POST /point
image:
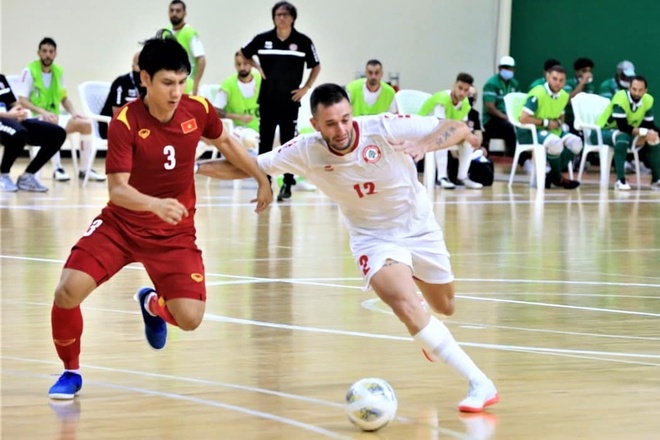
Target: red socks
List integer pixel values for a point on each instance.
(67, 330)
(158, 307)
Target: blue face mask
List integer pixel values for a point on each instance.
(506, 74)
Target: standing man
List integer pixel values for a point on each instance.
(283, 53)
(364, 165)
(630, 115)
(43, 91)
(496, 124)
(187, 36)
(150, 215)
(453, 104)
(124, 89)
(16, 130)
(238, 100)
(545, 107)
(371, 95)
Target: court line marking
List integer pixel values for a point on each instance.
(205, 402)
(221, 385)
(502, 347)
(371, 304)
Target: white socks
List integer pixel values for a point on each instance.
(465, 151)
(85, 155)
(438, 343)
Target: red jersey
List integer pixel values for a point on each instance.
(159, 156)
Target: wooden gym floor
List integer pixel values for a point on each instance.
(558, 301)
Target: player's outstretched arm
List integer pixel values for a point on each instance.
(445, 135)
(220, 169)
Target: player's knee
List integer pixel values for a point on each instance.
(67, 297)
(553, 145)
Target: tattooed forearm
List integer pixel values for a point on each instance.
(445, 135)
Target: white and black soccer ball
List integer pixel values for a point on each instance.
(370, 403)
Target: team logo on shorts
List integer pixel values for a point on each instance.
(371, 154)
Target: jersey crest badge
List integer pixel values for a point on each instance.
(189, 126)
(371, 154)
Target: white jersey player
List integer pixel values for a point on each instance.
(364, 166)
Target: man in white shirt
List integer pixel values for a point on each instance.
(365, 167)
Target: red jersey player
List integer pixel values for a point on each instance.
(150, 215)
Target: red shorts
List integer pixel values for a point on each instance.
(170, 256)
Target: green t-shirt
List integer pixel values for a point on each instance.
(239, 104)
(537, 82)
(544, 105)
(609, 88)
(49, 98)
(494, 91)
(622, 106)
(360, 106)
(457, 112)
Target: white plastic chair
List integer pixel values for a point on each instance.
(409, 102)
(93, 95)
(514, 103)
(587, 107)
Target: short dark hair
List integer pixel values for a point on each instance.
(163, 54)
(49, 41)
(557, 68)
(549, 63)
(178, 2)
(465, 77)
(374, 62)
(640, 78)
(327, 94)
(581, 63)
(288, 6)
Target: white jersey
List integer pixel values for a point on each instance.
(376, 187)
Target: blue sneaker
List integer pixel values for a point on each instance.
(66, 387)
(155, 327)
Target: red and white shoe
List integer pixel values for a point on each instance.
(480, 395)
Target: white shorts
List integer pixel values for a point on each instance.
(426, 255)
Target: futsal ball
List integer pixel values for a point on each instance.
(370, 404)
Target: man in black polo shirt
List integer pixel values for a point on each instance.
(283, 53)
(17, 130)
(124, 89)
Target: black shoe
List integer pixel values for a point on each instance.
(561, 182)
(285, 192)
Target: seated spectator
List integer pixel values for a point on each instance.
(16, 131)
(545, 108)
(453, 104)
(124, 89)
(546, 66)
(630, 115)
(371, 95)
(43, 91)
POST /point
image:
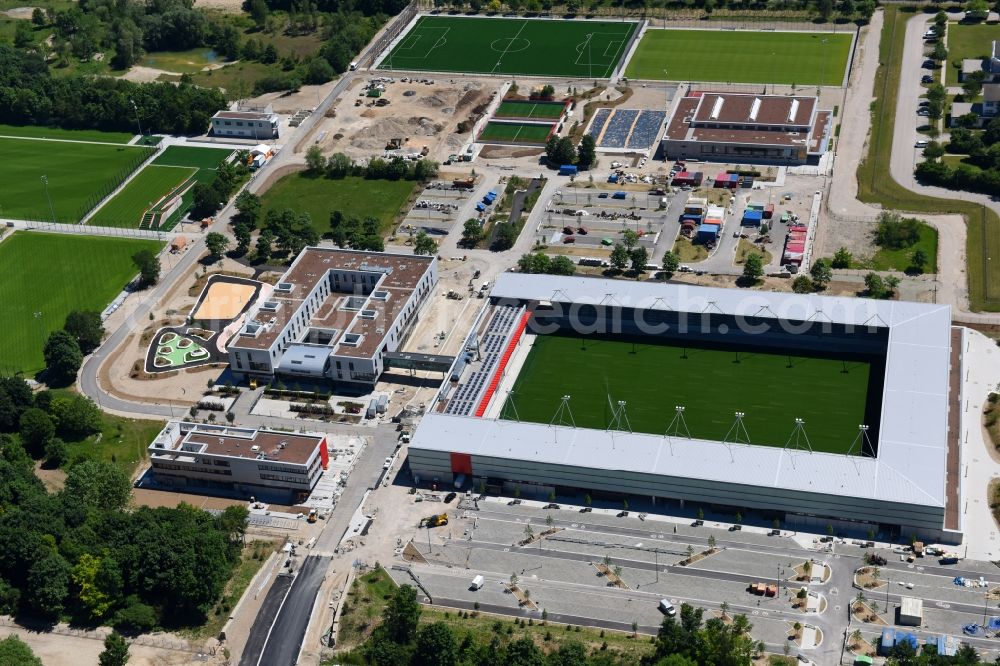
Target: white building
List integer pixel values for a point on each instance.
(334, 315)
(242, 462)
(257, 125)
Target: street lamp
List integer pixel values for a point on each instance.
(45, 184)
(136, 109)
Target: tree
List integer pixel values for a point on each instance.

What the exercise asks: Arrange every line of the records above as a JSON list of strings, one string per line. Skip blank lines and leave the pictures out.

Written solution:
[
  "POST /point",
  "image:",
  "Target: red socks",
  "List integer pixel values for a point on each instance.",
  "(67, 330)",
  "(158, 307)",
  "Target: blue face mask",
  "List integer pixel values for a point on each instance.",
  "(506, 74)",
  "Target: standing man",
  "List integer pixel values for a point on each instance.",
  "(283, 53)",
  "(364, 165)",
  "(630, 115)",
  "(43, 91)",
  "(496, 124)",
  "(187, 36)",
  "(150, 215)",
  "(453, 104)",
  "(124, 89)",
  "(16, 130)",
  "(238, 100)",
  "(545, 107)",
  "(371, 95)",
  "Target: court line marking",
  "List integer pixel values for a point on each instance.",
  "(205, 402)",
  "(221, 385)",
  "(502, 347)",
  "(371, 304)",
  "Target: white socks",
  "List integer pixel values for a point on each instance.",
  "(465, 151)",
  "(85, 155)",
  "(438, 343)",
  "Target: red jersey",
  "List integer pixel values for a point on each instance.",
  "(159, 156)",
  "Target: wooden gym floor",
  "List integer pixel values for a point on each instance.",
  "(558, 301)",
  "Target: player's outstretched arm",
  "List integer pixel values for a point on each instance.",
  "(445, 135)",
  "(220, 169)",
  "Target: player's knee",
  "List integer pixel values for a point on each instance.",
  "(67, 297)",
  "(553, 145)",
  "Target: tattooed forearm",
  "List integer pixel values for a point on each instance.",
  "(445, 135)",
  "Target: white and black soccer ball",
  "List integer pixel values for a point on each instance.",
  "(370, 403)",
  "Target: team logo on shorts",
  "List integer pixel values for a point on each instance.",
  "(371, 154)",
  "Target: jersey crest badge",
  "List integer pixel values for a point on each instance.",
  "(189, 126)",
  "(371, 154)",
  "Target: white jersey player",
  "List integer pixel values for a point on each instance.",
  "(364, 166)",
  "Target: man in white shirt",
  "List integer pixel values for a point on each instance.",
  "(365, 167)",
  "Target: red jersey player",
  "List integer pixel values for a point on each instance.",
  "(150, 215)",
  "Target: red shorts",
  "List integer pixel values for a point on each instance.",
  "(170, 256)",
  "Target: green t-shirt",
  "List integer pixel values for a point on each instance.",
  "(239, 104)",
  "(537, 82)",
  "(544, 105)",
  "(609, 88)",
  "(49, 98)",
  "(494, 91)",
  "(622, 106)",
  "(360, 106)",
  "(457, 112)",
  "Target: white plastic chair",
  "List integer pixel values for a point on each instance.",
  "(409, 102)",
  "(93, 95)",
  "(514, 103)",
  "(587, 107)",
  "Target: short dark hair",
  "List integer pixel values for a point on each instance.",
  "(163, 54)",
  "(49, 41)",
  "(557, 68)",
  "(549, 63)",
  "(178, 2)",
  "(465, 77)",
  "(374, 62)",
  "(640, 78)",
  "(327, 94)",
  "(581, 63)",
  "(288, 6)",
  "Target: white jersey",
  "List integer pixel values for a point on each instance.",
  "(376, 187)",
  "Target: blue sneaker",
  "List integer pixel values for a point on each instance.",
  "(66, 387)",
  "(155, 327)",
  "Target: red and white shoe",
  "List integer pixel values for a point on each instance.",
  "(480, 395)",
  "Target: white shorts",
  "List integer pixel values for a point on each instance.",
  "(426, 255)",
  "Target: futsal ball",
  "List integer pixel values for a point on each instance.",
  "(370, 404)",
  "Target: man in black polo shirt",
  "List integer pixel values for a point on each instance.",
  "(283, 53)",
  "(17, 130)",
  "(124, 89)",
  "Target: black shoe",
  "List integer pixel values for a point on each instance.",
  "(561, 182)",
  "(285, 192)",
  "Target: seated spectator",
  "List integer pixel values for a point on each instance.",
  "(16, 131)",
  "(545, 108)",
  "(453, 104)",
  "(124, 89)",
  "(546, 66)",
  "(630, 115)",
  "(371, 95)",
  "(43, 91)",
  "POST /point",
  "image:",
  "Target: white building",
  "List integer pixel values for a point on each instance.",
  "(334, 315)",
  "(242, 462)",
  "(257, 125)",
  "Target: street lamp",
  "List integer pixel values for a point on each instance.",
  "(45, 184)",
  "(136, 109)",
  "Target: tree",
  "List integer pixel values for a point on each instance."
]